§ What the task requires
Some entries follow. Reproduce exactly the lines starting at the one with "Query: hockey pant" and stopping after the one with "pixel 399 496".

§ Dataset content

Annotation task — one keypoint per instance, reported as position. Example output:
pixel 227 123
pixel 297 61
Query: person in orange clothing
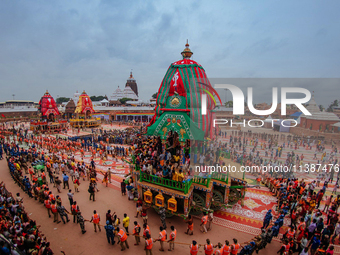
pixel 123 239
pixel 219 250
pixel 235 247
pixel 225 248
pixel 208 248
pixel 95 219
pixel 173 235
pixel 47 204
pixel 55 212
pixel 146 230
pixel 148 244
pixel 136 232
pixel 190 229
pixel 204 221
pixel 194 248
pixel 162 237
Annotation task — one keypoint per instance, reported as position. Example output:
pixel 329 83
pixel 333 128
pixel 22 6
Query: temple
pixel 130 91
pixel 83 113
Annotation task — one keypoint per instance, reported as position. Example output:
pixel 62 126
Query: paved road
pixel 68 237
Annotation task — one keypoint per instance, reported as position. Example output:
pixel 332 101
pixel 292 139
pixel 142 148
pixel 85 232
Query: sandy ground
pixel 68 237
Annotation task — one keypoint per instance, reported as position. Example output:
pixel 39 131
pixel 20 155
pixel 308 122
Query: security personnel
pixel 47 204
pixel 55 212
pixel 204 221
pixel 146 230
pixel 123 238
pixel 173 235
pixel 226 248
pixel 109 233
pixel 194 248
pixel 235 247
pixel 148 244
pixel 74 210
pixel 81 221
pixel 208 248
pixel 95 219
pixel 136 232
pixel 162 237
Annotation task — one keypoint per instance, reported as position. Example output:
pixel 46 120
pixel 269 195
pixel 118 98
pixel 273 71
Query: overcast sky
pixel 64 46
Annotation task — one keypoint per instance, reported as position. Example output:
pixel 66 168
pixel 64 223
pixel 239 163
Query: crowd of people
pixel 296 199
pixel 19 233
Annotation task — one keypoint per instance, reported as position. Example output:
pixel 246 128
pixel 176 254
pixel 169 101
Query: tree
pixel 229 104
pixel 62 100
pixel 124 100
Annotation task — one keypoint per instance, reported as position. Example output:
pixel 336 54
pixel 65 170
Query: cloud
pixel 64 46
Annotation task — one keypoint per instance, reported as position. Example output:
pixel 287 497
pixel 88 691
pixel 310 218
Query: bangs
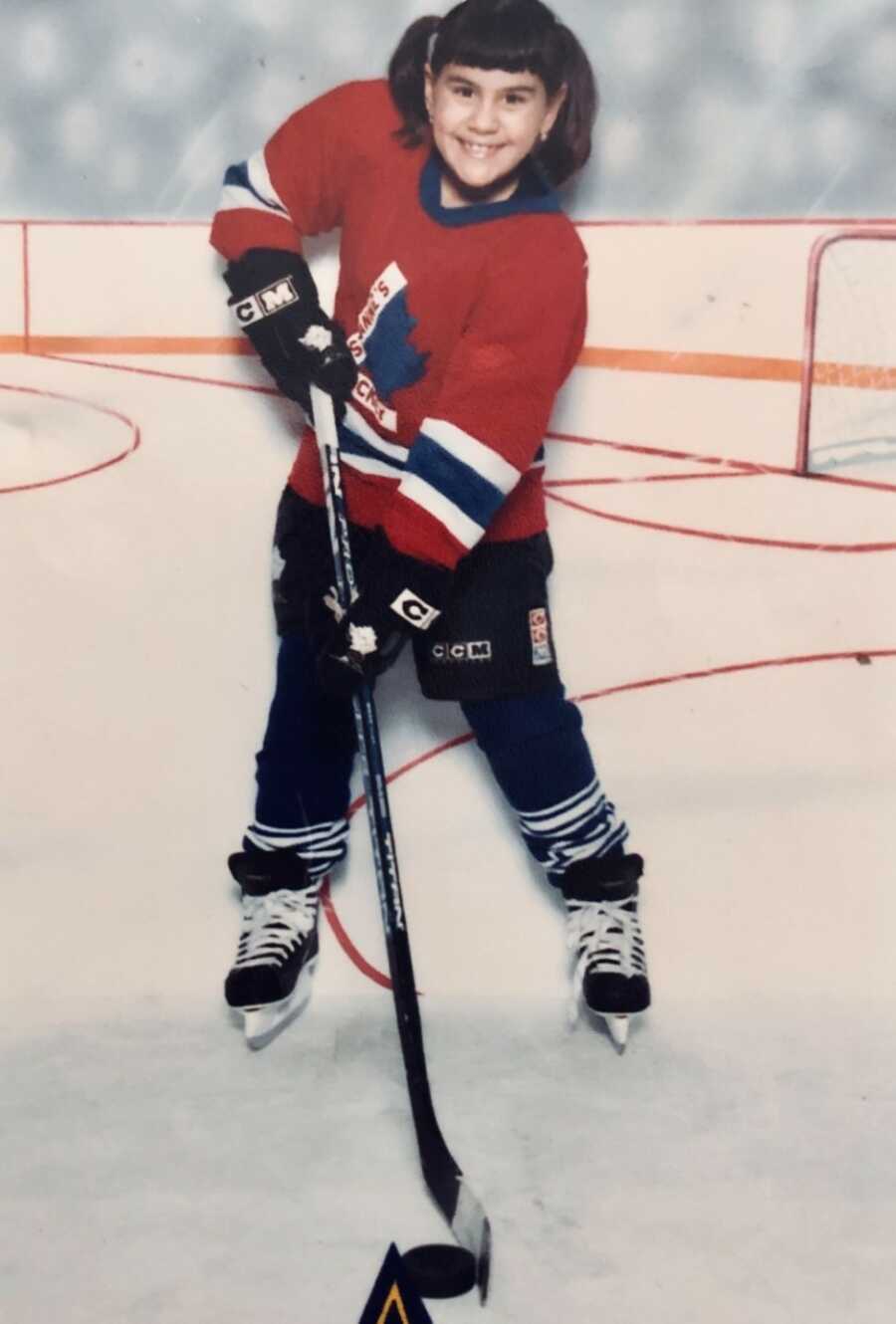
pixel 491 41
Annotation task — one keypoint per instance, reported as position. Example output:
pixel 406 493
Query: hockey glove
pixel 276 302
pixel 400 594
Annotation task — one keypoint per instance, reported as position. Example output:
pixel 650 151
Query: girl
pixel 459 313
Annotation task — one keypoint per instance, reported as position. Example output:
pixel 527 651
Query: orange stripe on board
pixel 731 365
pixel 738 365
pixel 691 364
pixel 139 344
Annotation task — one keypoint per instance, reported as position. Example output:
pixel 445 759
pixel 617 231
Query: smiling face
pixel 485 124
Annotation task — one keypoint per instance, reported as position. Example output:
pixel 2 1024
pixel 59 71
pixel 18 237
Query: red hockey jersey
pixel 463 321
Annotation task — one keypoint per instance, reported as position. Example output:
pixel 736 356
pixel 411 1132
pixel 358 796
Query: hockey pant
pixel 534 745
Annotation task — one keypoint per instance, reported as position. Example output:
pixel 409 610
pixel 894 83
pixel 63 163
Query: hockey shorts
pixel 493 640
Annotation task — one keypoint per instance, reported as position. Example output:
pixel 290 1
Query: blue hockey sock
pixel 541 759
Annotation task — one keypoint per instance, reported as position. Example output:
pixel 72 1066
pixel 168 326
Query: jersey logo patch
pixel 541 637
pixel 382 339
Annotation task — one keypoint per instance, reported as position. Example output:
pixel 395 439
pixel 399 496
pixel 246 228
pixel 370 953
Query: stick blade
pixel 473 1230
pixel 441 1271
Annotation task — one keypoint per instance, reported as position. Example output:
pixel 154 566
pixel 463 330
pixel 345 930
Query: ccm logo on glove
pixel 264 302
pixel 414 610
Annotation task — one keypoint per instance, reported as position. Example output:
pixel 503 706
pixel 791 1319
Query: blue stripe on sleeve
pixel 238 175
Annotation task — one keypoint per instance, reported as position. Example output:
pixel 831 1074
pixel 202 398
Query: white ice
pixel 736 1166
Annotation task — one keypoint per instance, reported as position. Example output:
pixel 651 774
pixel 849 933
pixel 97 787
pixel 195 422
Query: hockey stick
pixel 444 1179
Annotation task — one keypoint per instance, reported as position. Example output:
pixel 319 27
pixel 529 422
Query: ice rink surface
pixel 731 633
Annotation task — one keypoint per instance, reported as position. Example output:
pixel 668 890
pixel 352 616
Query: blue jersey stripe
pixel 461 485
pixel 238 175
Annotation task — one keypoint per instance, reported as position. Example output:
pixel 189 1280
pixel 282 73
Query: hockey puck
pixel 441 1271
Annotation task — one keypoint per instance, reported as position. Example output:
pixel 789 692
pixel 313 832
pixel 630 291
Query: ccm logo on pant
pixel 477 650
pixel 414 610
pixel 270 300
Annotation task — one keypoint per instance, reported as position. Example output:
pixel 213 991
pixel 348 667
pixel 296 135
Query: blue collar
pixel 534 193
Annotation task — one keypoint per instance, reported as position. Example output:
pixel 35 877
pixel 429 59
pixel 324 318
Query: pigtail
pixel 569 143
pixel 406 80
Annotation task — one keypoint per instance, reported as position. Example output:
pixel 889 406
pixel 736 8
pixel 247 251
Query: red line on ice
pixel 80 473
pixel 707 673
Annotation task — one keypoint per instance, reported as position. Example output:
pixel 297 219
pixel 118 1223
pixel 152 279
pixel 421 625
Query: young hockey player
pixel 459 313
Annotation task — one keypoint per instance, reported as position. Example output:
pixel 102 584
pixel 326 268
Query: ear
pixel 429 88
pixel 555 107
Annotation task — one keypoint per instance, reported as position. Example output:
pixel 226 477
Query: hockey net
pixel 847 408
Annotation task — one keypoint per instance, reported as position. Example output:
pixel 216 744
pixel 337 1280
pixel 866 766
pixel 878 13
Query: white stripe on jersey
pixel 260 197
pixel 437 505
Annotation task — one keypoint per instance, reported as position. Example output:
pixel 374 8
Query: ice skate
pixel 610 974
pixel 270 980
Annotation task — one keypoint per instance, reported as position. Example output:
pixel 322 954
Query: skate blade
pixel 262 1023
pixel 618 1030
pixel 614 1023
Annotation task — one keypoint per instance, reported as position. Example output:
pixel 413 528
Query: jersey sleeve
pixel 490 417
pixel 297 183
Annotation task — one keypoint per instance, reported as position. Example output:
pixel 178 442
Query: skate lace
pixel 274 923
pixel 609 940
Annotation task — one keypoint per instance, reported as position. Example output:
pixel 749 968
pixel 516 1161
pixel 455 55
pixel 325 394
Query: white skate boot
pixel 270 980
pixel 610 975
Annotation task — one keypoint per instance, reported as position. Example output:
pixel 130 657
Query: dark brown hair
pixel 514 35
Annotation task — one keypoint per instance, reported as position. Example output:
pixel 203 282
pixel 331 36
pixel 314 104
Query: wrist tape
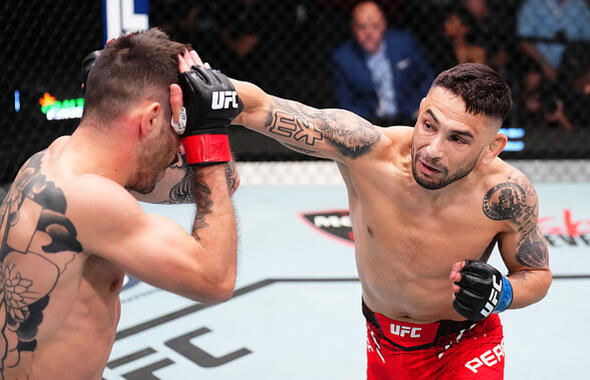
pixel 506 297
pixel 207 149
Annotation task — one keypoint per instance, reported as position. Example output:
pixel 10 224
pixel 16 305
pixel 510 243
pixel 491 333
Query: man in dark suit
pixel 381 74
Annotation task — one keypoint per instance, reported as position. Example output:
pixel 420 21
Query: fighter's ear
pixel 149 116
pixel 494 148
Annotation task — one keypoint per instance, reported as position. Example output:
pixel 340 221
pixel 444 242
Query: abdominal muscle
pixel 409 285
pixel 80 346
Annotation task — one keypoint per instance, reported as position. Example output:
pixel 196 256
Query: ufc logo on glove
pixel 223 100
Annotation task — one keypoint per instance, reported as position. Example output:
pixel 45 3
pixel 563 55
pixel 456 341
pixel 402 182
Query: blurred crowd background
pixel 325 53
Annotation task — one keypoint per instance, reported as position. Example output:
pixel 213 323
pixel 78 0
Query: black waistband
pixel 445 327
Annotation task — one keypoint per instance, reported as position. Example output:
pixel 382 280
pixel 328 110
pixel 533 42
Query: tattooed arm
pixel 522 247
pixel 331 133
pixel 176 186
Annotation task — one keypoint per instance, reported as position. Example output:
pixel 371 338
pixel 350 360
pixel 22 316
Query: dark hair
pixel 482 89
pixel 136 67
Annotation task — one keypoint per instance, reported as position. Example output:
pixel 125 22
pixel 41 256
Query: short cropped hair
pixel 482 89
pixel 133 68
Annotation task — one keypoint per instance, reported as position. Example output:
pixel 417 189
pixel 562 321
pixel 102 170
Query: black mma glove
pixel 86 65
pixel 211 103
pixel 483 290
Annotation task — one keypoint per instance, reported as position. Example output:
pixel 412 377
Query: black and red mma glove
pixel 211 103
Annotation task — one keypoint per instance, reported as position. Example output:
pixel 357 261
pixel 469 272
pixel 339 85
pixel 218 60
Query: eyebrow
pixel 454 131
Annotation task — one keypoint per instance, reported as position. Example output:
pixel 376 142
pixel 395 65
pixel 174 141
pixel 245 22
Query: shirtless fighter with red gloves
pixel 428 204
pixel 70 229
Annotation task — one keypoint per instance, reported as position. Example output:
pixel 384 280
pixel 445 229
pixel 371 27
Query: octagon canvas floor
pixel 296 309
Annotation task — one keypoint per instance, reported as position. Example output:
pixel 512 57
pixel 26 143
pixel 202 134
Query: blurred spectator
pixel 247 33
pixel 494 28
pixel 575 69
pixel 188 22
pixel 545 26
pixel 540 104
pixel 381 74
pixel 462 47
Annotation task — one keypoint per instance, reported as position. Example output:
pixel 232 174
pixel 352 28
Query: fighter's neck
pixel 92 151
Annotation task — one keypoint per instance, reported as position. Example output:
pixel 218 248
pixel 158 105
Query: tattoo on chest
pixel 510 201
pixel 38 242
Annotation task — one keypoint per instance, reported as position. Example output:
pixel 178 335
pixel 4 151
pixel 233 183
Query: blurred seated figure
pixel 381 74
pixel 494 23
pixel 462 47
pixel 540 104
pixel 546 26
pixel 575 76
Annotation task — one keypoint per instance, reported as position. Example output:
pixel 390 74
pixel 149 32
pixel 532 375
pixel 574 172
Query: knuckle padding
pixel 468 296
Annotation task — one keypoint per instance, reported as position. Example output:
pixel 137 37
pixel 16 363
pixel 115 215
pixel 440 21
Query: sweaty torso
pixel 59 305
pixel 407 241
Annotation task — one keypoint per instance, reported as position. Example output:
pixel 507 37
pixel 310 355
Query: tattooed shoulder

§ Exercise solution
Query: hockey pant
pixel 534 745
Annotation task — one keypoint per instance, reported as position. Example output:
pixel 409 610
pixel 894 83
pixel 63 163
Query: hockey shorts
pixel 493 640
Annotation task — one keypoint per instance, reported as position. Example output:
pixel 290 1
Query: blue hockey sock
pixel 541 759
Annotation task — one keypoint per instance, reported as position. Example output:
pixel 72 1066
pixel 168 326
Query: jersey logo patch
pixel 541 637
pixel 382 339
Annotation task — one keypoint per instance, reported as position. Example output:
pixel 395 439
pixel 399 496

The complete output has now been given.